[Excerpts from location labeling data]
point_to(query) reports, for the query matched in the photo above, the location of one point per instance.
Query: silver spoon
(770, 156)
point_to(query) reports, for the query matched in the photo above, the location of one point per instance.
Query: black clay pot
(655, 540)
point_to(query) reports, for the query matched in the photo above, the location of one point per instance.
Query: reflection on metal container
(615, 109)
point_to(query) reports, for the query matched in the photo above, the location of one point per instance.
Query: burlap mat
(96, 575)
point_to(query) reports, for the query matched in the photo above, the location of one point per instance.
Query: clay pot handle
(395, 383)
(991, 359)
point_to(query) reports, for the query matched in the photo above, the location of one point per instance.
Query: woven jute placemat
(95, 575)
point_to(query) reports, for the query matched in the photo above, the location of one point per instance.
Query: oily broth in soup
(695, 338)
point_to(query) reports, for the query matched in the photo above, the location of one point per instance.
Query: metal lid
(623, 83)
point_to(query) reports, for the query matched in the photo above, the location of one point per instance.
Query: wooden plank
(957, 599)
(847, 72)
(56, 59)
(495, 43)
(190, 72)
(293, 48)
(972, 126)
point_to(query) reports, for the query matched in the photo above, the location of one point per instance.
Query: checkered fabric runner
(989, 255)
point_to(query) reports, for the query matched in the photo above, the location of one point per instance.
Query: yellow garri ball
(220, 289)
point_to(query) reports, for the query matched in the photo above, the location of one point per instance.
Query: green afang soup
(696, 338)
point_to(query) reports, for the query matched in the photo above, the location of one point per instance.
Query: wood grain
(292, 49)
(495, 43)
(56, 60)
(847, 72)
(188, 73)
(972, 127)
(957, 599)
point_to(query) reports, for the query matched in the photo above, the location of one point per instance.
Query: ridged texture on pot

The task:
Count the lines in the records above that contain the string "metal". Reply with the number alone.

Output of the exercise:
2